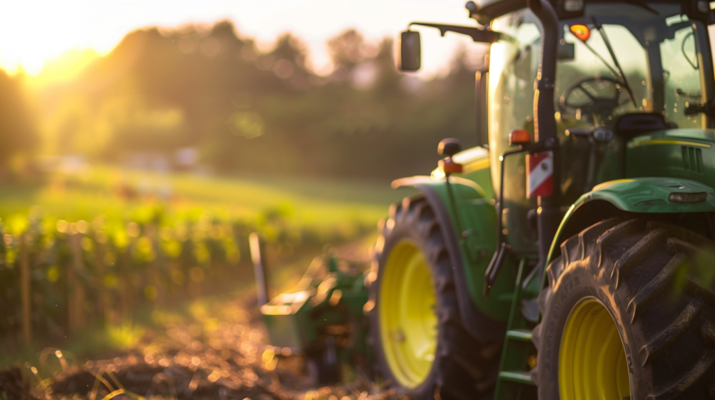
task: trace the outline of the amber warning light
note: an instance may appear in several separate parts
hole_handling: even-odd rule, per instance
[[[586,41],[591,37],[591,29],[586,25],[571,25],[571,33],[576,35],[581,41]]]

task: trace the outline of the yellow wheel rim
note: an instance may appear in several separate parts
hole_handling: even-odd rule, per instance
[[[608,310],[598,300],[585,299],[571,311],[559,354],[561,400],[609,400],[631,396],[621,335]]]
[[[380,335],[393,376],[415,388],[430,374],[437,348],[435,287],[424,255],[410,240],[390,252],[380,284]]]

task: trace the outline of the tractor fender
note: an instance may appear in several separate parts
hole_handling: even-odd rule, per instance
[[[414,176],[393,182],[393,188],[413,187],[425,198],[443,228],[465,327],[478,339],[503,338],[509,315],[506,296],[513,291],[516,275],[505,268],[490,297],[482,296],[484,271],[496,247],[496,212],[484,190],[472,180],[450,177],[454,201],[444,180]],[[511,276],[514,275],[514,276]],[[500,294],[502,296],[500,297]]]
[[[682,194],[691,198],[678,201],[679,199],[671,198],[671,195],[677,197]],[[604,182],[583,195],[566,212],[551,242],[547,265],[561,254],[562,242],[604,218],[622,215],[624,212],[714,211],[715,189],[689,179],[635,178]]]

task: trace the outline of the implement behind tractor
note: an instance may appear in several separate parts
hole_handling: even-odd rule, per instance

• **Task statement**
Render the lines of the rows as a numbered list, from the line holding "task: trace the outline of the tractor fender" through the end of the rows, inclusive, leaving out blank lines.

• **Complete output**
1. task: trace the outline of the tractor fender
2. note: an instance may appear in several separate parts
3. hole_handling: even-odd rule, per instance
4. [[[414,176],[393,182],[393,188],[413,187],[425,198],[443,228],[465,327],[478,339],[503,338],[509,315],[506,296],[513,291],[516,275],[505,268],[490,297],[482,296],[484,271],[496,247],[496,212],[484,190],[472,180],[450,177],[454,201],[444,180]],[[511,276],[514,275],[514,276]],[[500,294],[502,296],[500,297]]]
5. [[[682,194],[691,198],[678,201],[679,199],[671,198],[671,195],[677,197]],[[604,182],[583,195],[566,212],[551,242],[547,265],[561,254],[562,242],[604,218],[622,215],[624,212],[714,211],[715,189],[689,179],[635,178]]]
6. task: trace the outline of the implement behind tractor
7. note: an instance may appear in several separate parts
8. hole_handling: even-odd rule, per instance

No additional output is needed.